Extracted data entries
++++++++++++++++++++
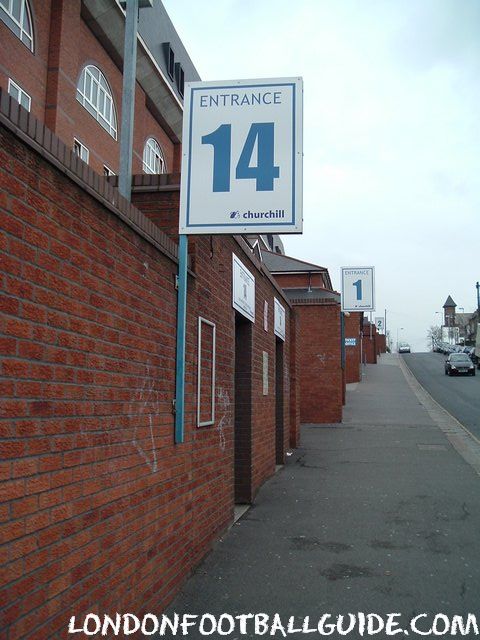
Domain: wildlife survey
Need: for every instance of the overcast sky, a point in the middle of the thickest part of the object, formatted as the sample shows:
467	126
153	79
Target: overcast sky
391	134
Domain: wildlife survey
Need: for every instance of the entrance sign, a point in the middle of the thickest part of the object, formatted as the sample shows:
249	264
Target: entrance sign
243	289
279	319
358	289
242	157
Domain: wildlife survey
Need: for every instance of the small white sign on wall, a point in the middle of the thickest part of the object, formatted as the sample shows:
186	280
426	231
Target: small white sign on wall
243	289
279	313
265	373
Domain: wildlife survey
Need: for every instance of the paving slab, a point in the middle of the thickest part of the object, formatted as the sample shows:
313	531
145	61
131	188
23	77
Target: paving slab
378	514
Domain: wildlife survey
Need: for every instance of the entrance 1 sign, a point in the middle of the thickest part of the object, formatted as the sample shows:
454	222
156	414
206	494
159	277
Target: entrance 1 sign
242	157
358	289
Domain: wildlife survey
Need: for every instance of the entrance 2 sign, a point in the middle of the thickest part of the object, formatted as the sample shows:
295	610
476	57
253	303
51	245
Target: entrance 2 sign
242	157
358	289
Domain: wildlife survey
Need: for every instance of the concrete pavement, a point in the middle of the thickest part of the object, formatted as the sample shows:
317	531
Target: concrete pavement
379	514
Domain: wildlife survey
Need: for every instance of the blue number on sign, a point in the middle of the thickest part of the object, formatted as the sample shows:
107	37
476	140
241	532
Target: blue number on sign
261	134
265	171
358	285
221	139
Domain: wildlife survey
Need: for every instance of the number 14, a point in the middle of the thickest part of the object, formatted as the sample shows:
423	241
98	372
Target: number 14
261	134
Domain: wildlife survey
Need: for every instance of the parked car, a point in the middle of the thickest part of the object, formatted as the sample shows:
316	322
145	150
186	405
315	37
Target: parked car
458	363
++++++++++++++++++++
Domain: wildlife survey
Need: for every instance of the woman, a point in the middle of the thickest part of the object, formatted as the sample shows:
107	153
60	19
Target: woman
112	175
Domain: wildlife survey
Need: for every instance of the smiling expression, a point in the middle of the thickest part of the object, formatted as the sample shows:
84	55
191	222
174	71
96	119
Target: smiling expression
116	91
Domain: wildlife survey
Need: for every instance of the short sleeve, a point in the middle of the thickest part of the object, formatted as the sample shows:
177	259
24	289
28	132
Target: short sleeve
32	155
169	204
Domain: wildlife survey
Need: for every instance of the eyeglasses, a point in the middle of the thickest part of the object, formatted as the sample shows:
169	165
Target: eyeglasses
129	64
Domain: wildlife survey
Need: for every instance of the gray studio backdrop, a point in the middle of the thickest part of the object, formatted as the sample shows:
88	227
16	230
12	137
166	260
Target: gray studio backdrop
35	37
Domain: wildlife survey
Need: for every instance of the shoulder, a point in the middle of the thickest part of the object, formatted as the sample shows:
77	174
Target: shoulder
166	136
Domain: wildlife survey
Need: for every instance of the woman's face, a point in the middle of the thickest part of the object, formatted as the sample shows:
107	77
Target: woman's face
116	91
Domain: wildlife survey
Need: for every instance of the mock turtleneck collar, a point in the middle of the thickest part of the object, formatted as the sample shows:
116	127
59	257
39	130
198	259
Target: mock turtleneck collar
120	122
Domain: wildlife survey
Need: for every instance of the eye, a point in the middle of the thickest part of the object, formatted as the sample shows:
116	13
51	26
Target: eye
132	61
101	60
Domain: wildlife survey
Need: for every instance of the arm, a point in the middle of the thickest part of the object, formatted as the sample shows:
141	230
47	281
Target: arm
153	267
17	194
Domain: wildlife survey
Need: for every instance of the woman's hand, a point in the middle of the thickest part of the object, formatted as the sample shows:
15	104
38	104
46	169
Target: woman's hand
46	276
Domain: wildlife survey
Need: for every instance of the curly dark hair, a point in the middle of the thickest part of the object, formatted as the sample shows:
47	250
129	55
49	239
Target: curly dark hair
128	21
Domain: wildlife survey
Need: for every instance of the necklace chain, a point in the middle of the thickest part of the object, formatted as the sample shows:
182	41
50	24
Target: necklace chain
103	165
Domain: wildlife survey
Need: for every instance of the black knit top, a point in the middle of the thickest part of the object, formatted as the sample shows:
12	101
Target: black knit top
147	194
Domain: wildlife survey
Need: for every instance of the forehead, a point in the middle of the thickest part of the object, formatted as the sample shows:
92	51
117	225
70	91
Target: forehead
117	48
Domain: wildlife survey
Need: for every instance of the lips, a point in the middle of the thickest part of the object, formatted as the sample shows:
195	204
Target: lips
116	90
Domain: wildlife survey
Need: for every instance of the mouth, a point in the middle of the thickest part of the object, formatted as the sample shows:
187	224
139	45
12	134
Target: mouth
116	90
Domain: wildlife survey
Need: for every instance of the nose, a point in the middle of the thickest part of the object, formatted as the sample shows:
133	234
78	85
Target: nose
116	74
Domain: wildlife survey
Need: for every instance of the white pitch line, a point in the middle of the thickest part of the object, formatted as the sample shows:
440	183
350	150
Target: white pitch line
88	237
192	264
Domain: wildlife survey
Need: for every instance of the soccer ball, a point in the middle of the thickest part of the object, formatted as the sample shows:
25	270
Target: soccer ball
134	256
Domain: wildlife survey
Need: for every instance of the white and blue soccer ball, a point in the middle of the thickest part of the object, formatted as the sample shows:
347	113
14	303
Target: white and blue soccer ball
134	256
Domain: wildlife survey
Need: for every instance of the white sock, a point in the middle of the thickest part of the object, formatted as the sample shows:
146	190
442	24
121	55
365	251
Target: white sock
++++++++++++++++++++
◆ Prompt ◆
Report each line of the records that holds the word "sock".

◆ Completed exercise ◆
Need: for every instance of the white sock, a point in the middle of the thickest part of the object, formatted as the sample shows:
Target: white sock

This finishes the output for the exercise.